WHAT YOU SHOULD DO ::
Can you change "thickest part" to "widest part" throughout the records below and leave every other word of the lines untouched?

[begin SOURCE MATERIAL]

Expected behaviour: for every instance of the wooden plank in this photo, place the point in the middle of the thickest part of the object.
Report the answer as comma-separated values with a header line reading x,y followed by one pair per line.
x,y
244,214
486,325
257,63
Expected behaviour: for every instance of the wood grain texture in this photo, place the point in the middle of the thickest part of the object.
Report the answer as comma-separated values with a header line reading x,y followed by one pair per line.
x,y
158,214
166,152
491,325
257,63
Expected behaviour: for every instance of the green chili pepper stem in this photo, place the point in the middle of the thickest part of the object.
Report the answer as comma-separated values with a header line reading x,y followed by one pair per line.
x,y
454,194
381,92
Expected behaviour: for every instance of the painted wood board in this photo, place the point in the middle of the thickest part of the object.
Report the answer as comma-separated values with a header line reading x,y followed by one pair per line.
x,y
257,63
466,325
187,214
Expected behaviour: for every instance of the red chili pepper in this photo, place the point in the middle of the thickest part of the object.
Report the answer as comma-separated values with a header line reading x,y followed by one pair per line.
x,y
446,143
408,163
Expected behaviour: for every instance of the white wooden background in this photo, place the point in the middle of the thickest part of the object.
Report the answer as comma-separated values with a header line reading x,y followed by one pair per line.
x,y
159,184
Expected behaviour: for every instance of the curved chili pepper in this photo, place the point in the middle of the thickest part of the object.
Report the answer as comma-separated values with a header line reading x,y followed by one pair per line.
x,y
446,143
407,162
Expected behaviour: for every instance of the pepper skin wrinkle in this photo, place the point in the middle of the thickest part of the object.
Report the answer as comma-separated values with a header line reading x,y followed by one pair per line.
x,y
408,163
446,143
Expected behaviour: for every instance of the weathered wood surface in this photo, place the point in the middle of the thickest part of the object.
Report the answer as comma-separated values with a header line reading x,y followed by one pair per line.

[end SOURCE MATERIAL]

CORRECT RESULT ::
Expected behaviour: for every instance of the wooden plank in this photo, place the point in the middle of the widest part of the object.
Report the answer as comma-separated values with a header line reading x,y followed by one pair per line.
x,y
244,214
486,325
257,63
Expected behaviour: for every instance of the wood grain texture in this photo, place the point in the middle of the widest part of the object.
Report the answer as comma-separated values with a header line reading x,y followed by one pair per line.
x,y
158,214
166,152
491,325
257,63
Expected behaviour: for every instance of the green chili pepper stem in this photo, place the point in the middle of the widest part of the object.
Report the answer as comma-separated values with a header line reading x,y followed by one pair per line.
x,y
454,194
381,92
Expected behaviour: for every instance of the painted wood board in this photo, place the point in the middle of the widest part of the object.
Report the answer as comma-separated values with a header line reading x,y followed by one pair per line.
x,y
257,63
466,325
187,214
Expected behaviour: for every instance of the red chili pepper in this photo, place the point in the middle of the widest part of the object.
Report the answer as comma-separated values with a header line reading x,y followed by one pair per line.
x,y
446,143
408,163
Expected behaviour: for every instance of the white wooden background in this photo, place the point in the middle of the widest part of the object.
Report the answer as comma-separated values with a header line reading x,y followed by one pair per line.
x,y
159,184
Expected behaviour: for every instance of the curved chili pepper in this photo, place the point in the middle of the widest part of the object.
Report the answer as comma-separated values with a header line reading x,y followed by one pair per line.
x,y
446,143
407,162
Expected behaviour: for every instance of the pepper skin wrinkle in this photo, place the point in the middle of the widest part of the object.
Report the answer as comma-separated values with a header line reading x,y followed by one pair per line.
x,y
408,163
446,143
Expected behaviour: for every instance of the weathered wood surface in this photo, place the point in the middle of the widest part of the object.
Report the answer as comma-separated values with a header line reading x,y followed by one pair per line.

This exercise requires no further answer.